Data excerpts
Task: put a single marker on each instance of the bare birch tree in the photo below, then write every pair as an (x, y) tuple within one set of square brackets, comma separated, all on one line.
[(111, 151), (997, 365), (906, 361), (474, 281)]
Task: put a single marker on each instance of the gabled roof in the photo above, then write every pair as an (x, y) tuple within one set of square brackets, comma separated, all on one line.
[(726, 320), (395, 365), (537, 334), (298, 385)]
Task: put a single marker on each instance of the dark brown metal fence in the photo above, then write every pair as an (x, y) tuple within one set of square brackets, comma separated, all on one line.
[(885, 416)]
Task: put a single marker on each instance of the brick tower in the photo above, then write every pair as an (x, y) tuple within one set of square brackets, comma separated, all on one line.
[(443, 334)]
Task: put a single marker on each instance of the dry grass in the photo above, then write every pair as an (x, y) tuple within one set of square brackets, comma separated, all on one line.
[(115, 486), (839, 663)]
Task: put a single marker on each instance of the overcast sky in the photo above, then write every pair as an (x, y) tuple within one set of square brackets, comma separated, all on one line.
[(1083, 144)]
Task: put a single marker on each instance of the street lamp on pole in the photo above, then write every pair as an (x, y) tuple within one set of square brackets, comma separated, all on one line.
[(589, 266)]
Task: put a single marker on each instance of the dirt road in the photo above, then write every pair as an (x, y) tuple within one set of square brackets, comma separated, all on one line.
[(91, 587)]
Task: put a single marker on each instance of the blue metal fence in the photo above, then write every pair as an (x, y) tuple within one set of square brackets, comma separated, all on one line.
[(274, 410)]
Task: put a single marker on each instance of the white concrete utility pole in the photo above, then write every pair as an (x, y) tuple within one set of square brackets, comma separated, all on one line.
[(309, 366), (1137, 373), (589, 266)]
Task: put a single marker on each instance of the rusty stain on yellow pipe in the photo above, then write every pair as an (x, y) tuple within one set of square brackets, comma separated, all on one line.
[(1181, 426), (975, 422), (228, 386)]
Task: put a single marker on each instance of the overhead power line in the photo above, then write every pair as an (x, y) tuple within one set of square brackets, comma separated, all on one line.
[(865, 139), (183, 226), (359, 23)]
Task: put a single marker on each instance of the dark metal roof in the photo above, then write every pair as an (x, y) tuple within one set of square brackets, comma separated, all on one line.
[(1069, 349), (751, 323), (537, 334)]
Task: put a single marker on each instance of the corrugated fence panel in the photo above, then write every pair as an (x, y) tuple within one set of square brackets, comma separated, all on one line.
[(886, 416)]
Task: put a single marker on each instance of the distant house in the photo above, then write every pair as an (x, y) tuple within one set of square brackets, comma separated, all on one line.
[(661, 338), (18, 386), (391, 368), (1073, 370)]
---
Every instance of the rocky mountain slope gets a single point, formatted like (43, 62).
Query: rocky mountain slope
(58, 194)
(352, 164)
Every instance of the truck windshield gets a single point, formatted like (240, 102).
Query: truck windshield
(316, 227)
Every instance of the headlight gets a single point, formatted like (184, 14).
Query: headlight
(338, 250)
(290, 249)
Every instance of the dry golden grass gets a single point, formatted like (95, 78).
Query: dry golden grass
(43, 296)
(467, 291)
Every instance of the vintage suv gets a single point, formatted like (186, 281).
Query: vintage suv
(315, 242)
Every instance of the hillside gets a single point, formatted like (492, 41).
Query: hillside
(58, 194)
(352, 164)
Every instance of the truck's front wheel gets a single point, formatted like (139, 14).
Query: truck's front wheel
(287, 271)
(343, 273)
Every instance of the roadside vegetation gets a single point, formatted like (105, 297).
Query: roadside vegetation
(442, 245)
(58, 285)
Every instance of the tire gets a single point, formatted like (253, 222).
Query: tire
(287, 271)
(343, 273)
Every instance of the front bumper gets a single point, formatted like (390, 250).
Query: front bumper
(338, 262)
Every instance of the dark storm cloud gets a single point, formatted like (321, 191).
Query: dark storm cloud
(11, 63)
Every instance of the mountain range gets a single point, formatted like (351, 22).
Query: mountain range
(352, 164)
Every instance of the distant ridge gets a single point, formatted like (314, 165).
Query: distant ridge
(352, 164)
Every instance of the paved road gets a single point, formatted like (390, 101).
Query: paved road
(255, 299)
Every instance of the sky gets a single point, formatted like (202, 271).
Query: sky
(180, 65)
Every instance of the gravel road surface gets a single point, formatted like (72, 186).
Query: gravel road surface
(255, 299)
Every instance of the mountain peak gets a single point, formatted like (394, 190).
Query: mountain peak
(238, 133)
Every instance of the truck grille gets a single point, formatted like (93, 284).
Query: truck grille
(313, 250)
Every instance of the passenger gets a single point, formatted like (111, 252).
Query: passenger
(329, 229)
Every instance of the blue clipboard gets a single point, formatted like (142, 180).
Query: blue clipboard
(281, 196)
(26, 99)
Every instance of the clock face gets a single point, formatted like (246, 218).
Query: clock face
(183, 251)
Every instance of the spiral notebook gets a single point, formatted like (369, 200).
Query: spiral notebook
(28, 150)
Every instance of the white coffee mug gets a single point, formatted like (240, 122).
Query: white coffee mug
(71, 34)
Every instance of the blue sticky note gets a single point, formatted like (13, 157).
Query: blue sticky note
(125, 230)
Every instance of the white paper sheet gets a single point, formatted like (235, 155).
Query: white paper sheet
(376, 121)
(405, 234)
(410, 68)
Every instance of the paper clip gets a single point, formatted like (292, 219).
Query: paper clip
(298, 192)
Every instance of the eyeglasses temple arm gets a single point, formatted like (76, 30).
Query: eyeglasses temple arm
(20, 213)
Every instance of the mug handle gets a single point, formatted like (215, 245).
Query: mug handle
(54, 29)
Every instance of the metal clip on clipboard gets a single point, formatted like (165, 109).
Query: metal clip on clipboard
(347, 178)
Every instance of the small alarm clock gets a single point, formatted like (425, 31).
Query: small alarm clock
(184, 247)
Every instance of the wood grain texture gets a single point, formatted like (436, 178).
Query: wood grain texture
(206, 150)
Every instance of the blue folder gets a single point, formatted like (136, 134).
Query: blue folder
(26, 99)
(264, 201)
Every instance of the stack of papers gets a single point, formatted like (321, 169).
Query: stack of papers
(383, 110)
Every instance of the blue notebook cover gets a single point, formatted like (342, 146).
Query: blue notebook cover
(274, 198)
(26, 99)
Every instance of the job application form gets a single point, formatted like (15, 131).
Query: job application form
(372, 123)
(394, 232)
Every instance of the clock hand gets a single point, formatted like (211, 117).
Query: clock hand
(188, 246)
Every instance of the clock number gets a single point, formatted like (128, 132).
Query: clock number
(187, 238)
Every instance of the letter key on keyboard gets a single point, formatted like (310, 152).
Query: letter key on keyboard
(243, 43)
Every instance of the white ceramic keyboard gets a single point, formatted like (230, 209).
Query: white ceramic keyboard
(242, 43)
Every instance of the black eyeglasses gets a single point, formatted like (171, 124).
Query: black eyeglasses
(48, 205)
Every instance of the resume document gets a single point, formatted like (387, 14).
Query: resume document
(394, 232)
==
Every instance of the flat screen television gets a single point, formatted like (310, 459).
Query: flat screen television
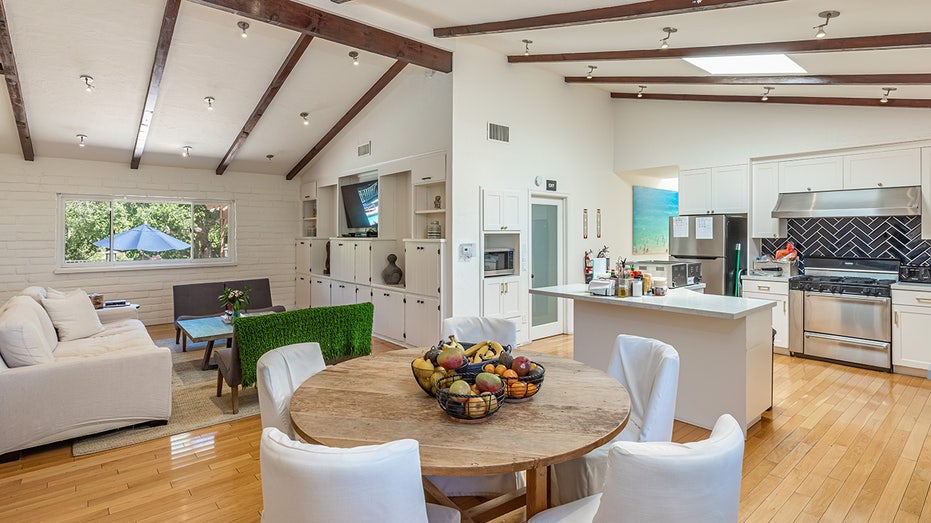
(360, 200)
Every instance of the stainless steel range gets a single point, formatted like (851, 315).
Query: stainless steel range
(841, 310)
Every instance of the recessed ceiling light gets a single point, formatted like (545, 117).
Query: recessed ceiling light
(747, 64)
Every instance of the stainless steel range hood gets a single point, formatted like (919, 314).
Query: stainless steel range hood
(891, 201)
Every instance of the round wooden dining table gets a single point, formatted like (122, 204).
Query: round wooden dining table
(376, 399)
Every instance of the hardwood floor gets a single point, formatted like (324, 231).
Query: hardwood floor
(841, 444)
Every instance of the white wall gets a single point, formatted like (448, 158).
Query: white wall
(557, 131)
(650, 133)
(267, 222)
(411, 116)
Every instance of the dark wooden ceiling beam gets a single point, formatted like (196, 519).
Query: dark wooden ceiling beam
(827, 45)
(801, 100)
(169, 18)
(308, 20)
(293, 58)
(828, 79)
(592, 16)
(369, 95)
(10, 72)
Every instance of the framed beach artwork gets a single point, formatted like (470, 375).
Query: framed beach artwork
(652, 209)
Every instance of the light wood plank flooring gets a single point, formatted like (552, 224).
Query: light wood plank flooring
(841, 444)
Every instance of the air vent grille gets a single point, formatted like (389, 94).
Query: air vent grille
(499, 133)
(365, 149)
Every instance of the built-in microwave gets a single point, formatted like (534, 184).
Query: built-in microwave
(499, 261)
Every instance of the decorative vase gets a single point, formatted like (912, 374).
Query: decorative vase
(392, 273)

Problem requirements
Only one stretch of the entries above is wanted: the lines from the one containing "Every instance of the white wall" through the one containing "Every instance of the dark wooden". Please reproduce it exactly.

Response to the task
Every instance of the white wall gets a single point, formatted like (448, 158).
Query: white wall
(557, 131)
(650, 133)
(267, 222)
(411, 116)
Every instance of the dark wooden ceiling beam gets a single point, formatted like (196, 519).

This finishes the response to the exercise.